TEXTE AFFICHÉ >>
---*---
C´est une certaine façon d´appréhender la vie. L´humour est à manier avec délicatesse. Il doit tout au plus égratigner et non pas blesser. Au nom du respect humain, de l´éducation humaniste que j´ai reçue, je m´interdis dans mes oeuvres qui flirtent avec l´humour, de me prendre pour un justicier.
Et les pouvoirs qui interdisent l´expression artistique ?
En général, les pouvoirs qui interdisent l´expression artistique sont issus de sociétés primitives. Ils ont peur du moindre signe de modernité. Dans des pays comme l´Iran on interdisait les haut–parleurs dans les mosquées parce qu´ils étaient des outils du diable. Que dites–vous du "bien" et du "mal"
Si je suis affecté par les attentats de New York, je rejette cependant le manichéisme. Il n´y a pas d´un côté le mal et de l´autre côté le bien. Je suis un citoyen du monde, et c´est en ce sens que je me sens bien partout particulièrement à Abidjan. Abidjan, c´est la synthèse de l´Afrique et l´Afrique est le seul continent où il se passe encore réellement quelque chose, parce que les africains sont la vie. Ils ne sont pas dans la vie. Ils sont la vie.
Peut–on dire que BAL POUSSIERE vous a ouvert beaucoup de portes ?
C´est sûr que " Bal Poussière " m´a fait connaître à l´étranger, en Amérique et au Canada, etc ! Mais le problème du cinéma est que, quel que soit le succès d´un film, il ne sert jamais de tremplin pour le suivant. On rencontre toujours les mêmes difficultés à monter une production. Un film est une entité, mais à chaque fois, il faut surmonter des montagnes de difficultés pour réaliser le suivant.
On peut en énumérer ...
---*---
LIGNES DE DONNÉES >>

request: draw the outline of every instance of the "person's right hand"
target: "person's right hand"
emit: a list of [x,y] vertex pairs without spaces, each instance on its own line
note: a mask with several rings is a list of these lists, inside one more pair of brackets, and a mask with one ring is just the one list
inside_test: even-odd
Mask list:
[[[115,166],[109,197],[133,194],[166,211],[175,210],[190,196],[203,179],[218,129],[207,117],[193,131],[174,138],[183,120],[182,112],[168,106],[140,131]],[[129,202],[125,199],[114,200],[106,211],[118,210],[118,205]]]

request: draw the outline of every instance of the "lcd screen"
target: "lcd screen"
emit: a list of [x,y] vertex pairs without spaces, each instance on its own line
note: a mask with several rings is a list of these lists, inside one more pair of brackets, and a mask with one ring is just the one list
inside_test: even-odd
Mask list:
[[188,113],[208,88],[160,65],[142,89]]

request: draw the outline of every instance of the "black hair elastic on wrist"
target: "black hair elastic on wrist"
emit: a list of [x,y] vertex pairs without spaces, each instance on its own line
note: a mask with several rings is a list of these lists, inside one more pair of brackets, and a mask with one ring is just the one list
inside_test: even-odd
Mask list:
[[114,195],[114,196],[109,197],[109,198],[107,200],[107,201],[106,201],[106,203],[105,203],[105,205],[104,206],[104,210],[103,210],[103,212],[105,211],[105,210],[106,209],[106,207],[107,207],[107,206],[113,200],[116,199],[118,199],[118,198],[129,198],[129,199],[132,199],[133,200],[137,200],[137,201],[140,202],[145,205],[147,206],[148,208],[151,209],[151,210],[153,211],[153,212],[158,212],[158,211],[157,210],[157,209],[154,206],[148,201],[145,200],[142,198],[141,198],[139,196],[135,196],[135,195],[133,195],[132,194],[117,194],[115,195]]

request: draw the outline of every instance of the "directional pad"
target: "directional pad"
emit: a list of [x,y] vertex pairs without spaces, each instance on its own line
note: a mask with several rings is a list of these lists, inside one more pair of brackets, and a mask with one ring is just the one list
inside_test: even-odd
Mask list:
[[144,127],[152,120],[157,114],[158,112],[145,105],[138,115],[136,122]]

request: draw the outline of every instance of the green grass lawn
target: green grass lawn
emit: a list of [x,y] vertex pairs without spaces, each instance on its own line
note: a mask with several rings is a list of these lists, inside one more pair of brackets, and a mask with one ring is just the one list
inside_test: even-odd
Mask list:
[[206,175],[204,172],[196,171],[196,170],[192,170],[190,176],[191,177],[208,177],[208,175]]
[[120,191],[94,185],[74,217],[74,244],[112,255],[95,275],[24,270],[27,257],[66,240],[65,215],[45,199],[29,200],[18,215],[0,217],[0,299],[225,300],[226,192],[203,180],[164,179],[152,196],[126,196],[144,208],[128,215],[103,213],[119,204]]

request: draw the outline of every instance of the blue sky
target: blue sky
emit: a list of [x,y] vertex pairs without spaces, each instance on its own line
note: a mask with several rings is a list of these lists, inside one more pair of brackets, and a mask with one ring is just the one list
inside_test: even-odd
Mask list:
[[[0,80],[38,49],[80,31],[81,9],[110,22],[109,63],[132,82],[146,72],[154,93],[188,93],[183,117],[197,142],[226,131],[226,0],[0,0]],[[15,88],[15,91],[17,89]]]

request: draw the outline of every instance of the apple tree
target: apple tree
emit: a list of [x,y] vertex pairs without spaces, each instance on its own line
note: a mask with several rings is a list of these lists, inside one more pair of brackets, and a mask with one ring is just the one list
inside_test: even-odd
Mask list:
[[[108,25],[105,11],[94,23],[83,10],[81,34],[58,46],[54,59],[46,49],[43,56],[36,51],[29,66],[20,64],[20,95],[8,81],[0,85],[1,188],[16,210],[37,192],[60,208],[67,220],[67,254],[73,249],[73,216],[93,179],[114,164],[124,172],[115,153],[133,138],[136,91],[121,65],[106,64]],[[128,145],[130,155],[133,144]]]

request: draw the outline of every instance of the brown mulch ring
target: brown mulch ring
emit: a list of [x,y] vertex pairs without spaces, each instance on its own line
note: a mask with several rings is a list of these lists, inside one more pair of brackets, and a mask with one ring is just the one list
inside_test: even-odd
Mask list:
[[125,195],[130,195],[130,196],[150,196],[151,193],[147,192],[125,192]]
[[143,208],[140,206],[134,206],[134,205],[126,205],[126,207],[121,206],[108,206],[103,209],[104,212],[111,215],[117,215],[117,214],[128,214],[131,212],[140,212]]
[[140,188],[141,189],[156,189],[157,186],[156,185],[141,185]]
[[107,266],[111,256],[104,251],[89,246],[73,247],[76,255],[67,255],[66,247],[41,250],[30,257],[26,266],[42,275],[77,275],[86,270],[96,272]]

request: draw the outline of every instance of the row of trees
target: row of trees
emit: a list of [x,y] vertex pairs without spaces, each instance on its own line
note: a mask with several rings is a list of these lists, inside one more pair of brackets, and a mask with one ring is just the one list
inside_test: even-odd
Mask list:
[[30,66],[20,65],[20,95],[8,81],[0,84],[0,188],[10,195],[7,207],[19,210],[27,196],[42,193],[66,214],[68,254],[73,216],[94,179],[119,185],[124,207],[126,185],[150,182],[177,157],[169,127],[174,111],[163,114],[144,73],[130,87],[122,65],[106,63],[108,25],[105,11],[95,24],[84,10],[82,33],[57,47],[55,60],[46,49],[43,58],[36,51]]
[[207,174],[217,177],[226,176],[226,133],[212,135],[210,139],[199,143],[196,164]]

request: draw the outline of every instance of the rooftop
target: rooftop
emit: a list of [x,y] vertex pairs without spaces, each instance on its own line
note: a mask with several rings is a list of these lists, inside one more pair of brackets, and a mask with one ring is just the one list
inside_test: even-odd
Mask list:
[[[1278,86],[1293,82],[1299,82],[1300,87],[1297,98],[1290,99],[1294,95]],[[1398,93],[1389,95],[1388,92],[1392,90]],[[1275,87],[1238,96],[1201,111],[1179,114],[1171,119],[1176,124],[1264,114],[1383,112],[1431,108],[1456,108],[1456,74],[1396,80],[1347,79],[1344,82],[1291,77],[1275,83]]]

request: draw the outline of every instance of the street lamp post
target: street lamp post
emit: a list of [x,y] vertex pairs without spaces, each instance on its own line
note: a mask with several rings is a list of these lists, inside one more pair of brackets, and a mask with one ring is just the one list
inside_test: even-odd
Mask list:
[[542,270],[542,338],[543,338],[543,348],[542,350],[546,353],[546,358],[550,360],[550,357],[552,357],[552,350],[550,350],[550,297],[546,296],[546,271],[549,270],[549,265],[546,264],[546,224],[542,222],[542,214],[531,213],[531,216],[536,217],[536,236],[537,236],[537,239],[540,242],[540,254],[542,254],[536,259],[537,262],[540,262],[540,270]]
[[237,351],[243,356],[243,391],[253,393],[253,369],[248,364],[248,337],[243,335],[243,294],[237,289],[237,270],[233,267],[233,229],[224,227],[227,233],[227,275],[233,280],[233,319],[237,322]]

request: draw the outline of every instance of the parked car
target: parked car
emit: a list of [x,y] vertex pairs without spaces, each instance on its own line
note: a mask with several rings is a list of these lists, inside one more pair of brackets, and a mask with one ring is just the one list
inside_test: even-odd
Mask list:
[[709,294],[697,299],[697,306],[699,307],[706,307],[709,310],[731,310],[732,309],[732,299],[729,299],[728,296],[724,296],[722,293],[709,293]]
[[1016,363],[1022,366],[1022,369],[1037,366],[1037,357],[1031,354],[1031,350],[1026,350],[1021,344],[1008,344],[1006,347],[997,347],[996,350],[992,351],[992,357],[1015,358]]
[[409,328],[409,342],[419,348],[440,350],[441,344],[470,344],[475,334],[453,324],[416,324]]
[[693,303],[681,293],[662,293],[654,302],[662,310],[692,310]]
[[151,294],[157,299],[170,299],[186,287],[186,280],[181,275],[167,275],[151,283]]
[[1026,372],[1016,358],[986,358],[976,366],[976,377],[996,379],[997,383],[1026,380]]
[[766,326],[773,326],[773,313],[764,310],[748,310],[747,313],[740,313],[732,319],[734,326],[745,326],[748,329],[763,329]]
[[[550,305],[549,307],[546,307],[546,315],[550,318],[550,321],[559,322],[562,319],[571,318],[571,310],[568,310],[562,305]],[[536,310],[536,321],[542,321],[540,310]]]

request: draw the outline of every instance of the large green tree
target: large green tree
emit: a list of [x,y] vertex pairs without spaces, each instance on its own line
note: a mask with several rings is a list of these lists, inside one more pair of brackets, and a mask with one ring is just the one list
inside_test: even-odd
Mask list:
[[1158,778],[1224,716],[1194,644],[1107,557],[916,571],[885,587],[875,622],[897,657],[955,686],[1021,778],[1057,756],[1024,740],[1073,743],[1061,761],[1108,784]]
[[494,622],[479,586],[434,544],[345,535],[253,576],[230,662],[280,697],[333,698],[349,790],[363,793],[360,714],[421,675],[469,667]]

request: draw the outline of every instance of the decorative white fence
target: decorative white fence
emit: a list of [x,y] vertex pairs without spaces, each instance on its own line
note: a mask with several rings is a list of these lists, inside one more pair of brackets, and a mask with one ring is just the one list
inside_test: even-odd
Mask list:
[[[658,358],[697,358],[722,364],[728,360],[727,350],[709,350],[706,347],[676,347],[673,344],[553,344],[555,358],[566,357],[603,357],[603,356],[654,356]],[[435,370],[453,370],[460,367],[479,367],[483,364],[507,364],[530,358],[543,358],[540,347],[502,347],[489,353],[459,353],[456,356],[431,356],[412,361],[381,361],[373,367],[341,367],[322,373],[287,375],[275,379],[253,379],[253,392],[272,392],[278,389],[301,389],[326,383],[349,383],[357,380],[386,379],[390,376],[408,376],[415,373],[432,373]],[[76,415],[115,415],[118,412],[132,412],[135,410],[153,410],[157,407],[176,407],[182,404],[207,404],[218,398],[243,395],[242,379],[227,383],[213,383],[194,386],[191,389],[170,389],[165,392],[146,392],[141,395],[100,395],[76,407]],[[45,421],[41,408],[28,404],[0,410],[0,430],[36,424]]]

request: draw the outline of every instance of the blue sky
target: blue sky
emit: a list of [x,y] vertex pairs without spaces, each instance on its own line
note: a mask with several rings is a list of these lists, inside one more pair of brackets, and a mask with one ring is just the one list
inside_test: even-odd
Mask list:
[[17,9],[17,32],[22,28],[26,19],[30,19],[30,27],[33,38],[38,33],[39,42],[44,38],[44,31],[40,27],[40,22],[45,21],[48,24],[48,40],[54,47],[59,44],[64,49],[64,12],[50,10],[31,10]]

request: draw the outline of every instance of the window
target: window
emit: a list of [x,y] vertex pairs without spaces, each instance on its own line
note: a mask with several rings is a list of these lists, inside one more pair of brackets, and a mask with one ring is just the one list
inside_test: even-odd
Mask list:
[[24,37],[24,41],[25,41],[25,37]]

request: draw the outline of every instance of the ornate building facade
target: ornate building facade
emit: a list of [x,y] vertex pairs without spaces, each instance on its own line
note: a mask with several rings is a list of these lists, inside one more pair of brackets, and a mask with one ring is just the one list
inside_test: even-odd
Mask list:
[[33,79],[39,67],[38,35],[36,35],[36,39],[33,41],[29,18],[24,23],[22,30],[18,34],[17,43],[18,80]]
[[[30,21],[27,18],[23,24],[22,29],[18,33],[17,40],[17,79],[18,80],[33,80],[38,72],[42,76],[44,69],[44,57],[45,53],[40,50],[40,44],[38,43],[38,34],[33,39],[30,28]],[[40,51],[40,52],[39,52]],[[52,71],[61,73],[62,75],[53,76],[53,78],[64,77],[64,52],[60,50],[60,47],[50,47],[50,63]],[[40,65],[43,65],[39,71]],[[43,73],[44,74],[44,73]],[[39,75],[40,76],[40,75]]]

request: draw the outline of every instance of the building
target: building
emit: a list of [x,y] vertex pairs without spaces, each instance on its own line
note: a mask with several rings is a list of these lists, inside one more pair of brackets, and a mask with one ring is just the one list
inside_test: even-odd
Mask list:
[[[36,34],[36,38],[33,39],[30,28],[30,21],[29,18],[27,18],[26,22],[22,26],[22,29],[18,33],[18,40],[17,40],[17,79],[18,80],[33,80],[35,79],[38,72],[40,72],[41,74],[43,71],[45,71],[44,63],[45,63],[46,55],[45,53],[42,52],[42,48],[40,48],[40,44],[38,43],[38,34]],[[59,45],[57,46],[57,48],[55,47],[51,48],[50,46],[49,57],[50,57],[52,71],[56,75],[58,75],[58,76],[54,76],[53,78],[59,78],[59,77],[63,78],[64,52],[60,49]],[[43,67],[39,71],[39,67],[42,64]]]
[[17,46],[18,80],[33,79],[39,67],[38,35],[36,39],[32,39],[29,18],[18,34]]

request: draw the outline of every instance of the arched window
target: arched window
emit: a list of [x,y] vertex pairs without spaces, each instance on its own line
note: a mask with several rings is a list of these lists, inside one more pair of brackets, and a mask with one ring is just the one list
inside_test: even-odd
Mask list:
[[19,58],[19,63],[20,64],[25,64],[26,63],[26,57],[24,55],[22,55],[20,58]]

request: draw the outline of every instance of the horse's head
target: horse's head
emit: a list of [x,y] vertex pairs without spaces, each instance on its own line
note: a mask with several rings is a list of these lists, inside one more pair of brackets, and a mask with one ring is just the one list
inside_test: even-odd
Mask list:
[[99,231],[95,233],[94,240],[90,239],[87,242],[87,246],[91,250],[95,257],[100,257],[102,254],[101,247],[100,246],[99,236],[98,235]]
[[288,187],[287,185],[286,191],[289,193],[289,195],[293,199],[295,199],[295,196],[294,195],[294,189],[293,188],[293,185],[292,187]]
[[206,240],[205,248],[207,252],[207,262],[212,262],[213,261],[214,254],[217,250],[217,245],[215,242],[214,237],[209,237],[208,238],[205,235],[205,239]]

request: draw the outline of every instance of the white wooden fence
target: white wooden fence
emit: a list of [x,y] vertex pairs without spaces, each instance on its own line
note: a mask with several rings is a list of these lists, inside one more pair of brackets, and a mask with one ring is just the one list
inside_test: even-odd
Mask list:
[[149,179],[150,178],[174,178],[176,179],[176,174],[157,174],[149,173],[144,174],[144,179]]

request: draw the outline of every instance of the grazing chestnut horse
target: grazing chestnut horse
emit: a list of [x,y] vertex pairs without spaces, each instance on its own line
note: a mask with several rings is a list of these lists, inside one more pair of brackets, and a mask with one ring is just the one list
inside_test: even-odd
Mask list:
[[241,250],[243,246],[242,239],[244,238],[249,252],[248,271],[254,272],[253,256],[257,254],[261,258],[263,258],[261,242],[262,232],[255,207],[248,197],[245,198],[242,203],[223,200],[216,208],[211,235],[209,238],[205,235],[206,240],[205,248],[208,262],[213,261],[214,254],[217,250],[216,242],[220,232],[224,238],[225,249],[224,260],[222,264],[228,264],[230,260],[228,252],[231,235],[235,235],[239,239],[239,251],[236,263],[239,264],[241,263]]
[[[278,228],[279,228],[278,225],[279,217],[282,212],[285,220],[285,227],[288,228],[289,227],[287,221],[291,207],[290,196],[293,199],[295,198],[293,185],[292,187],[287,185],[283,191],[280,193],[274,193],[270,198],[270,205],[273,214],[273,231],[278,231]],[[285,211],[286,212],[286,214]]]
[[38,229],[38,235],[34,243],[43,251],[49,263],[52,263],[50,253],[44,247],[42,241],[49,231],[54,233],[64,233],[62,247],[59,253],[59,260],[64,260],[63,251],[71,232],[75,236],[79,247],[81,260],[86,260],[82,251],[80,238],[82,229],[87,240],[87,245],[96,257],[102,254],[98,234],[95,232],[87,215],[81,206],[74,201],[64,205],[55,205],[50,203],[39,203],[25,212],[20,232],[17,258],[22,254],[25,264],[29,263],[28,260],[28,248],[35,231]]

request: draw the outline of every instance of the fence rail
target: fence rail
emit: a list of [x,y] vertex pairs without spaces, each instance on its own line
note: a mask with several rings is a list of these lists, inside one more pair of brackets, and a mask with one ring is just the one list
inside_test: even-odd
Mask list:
---*---
CONSIGNE >>
Recopiez l'extrait d'entretien en entier, sans rien y changer. Les lignes n'ont aucun rôle à jouer ici.

RÉPONSE ATTENDUE >>
C´est une certaine façon d´appréhender la vie. L´humour est à manier avec délicatesse. Il doit tout au plus égratigner et non pas blesser. Au nom du respect humain, de l´éducation humaniste que j´ai reçue, je m´interdis dans mes oeuvres qui flirtent avec l´humour, de me prendre pour un justicier.
Et les pouvoirs qui interdisent l´expression artistique ?
En général, les pouvoirs qui interdisent l´expression artistique sont issus de sociétés primitives. Ils ont peur du moindre signe de modernité. Dans des pays comme l´Iran on interdisait les haut–parleurs dans les mosquées parce qu´ils étaient des outils du diable. Que dites–vous du "bien" et du "mal"
Si je suis affecté par les attentats de New York, je rejette cependant le manichéisme. Il n´y a pas d´un côté le mal et de l´autre côté le bien. Je suis un citoyen du monde, et c´est en ce sens que je me sens bien partout particulièrement à Abidjan. Abidjan, c´est la synthèse de l´Afrique et l´Afrique est le seul continent où il se passe encore réellement quelque chose, parce que les africains sont la vie. Ils ne sont pas dans la vie. Ils sont la vie.
Peut–on dire que BAL POUSSIERE vous a ouvert beaucoup de portes ?
C´est sûr que " Bal Poussière " m´a fait connaître à l´étranger, en Amérique et au Canada, etc ! Mais le problème du cinéma est que, quel que soit le succès d´un film, il ne sert jamais de tremplin pour le suivant. On rencontre toujours les mêmes difficultés à monter une production. Un film est une entité, mais à chaque fois, il faut surmonter des montagnes de difficultés pour réaliser le suivant.
On peut en énumérer ...